### TRECHO SELECIONADO
********

Com a sensível evolução da sociedade brasileira, não há como desvincular o contrato, algo tão antigo quanto o ser humano, da realidade cotidiana, surgindo a necessidade de dirigir os pactos para a consecução de finalidades que atendam aos interesses da coletividade.

Nesse sentido, em apreço à autonomia da vontade, tem-se que as partes contratantes são livres para dispor os termos que desejam pactuar, desde que estes não violem o determinado pelo legislador. Tal manifestação volitiva das partes é tão cara, que a sua ausência é apta a nulificar/anular, ou, à luz da escala ponteana, acarretar a inexistência do negócio jurídico, uma vez que pendente elemento essencial para a existência do negócio jurídico.

Nessa toada, o direito das obrigações ensina sobre a necessidade de definir, dentre outros, a ordem para o adimplemento das prestações. Exemplo disso pode ser extraído dos artigos 597 e 491, ambos do Código Civil, os quais servem de balizadores para, salvo disposição de vontade diversa manifestada pelas partes, (1) a contraprestação pela prestação do serviço, se à vista, ser realizada após a sua entrega e, ainda, definir que, (2) não sendo a venda à crédito, o vendedor não está obrigado a entregar a coisa antes do pagamento.

A partir da determinação da ordem das prestações surge a impossibilidade de se exigir determinada prestação antes do seu tempo. Contudo, é imprescindível rememorar que regras não se inserem de forma isolada em um ordenamento jurídico, o que viabiliza, portanto, que diante de relevantes alterações das circunstâncias fáticas ocorridas entre a conclusão do contrato e a sua execução, possam ser promovidas readequações contratuais.

********

### DADOS FORNECIDOS
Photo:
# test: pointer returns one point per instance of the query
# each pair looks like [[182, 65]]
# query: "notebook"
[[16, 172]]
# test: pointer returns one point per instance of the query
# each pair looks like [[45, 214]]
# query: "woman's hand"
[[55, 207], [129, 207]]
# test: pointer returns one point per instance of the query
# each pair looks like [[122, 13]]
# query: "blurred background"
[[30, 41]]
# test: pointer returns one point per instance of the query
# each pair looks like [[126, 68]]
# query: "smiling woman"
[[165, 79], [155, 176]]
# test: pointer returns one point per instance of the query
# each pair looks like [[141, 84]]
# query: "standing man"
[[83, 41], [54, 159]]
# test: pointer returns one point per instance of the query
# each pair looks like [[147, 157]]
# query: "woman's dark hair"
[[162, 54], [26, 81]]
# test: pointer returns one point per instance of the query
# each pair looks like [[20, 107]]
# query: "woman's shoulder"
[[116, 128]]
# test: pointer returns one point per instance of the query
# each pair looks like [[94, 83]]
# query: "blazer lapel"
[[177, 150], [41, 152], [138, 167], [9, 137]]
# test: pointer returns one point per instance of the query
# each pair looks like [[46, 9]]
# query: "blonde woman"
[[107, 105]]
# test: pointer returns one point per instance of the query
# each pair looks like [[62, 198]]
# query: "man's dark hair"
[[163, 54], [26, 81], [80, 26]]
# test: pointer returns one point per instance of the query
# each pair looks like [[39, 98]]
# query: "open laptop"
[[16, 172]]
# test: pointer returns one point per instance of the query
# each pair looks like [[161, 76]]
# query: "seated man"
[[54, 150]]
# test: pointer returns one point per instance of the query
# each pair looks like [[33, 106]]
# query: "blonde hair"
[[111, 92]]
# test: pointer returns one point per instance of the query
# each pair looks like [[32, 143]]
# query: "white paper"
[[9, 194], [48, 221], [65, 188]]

********

### FAÇA ISTO
Transcreva fielmente a parte do texto sobre contratos que vai de "Com a sensível" a "interesses da coletividade.".

### TAREFA CONCLUÍDA
Com a sensível evolução da sociedade brasileira, não há como desvincular o contrato, algo tão antigo quanto o ser humano, da realidade cotidiana, surgindo a necessidade de dirigir os pactos para a consecução de finalidades que atendam aos interesses da coletividade.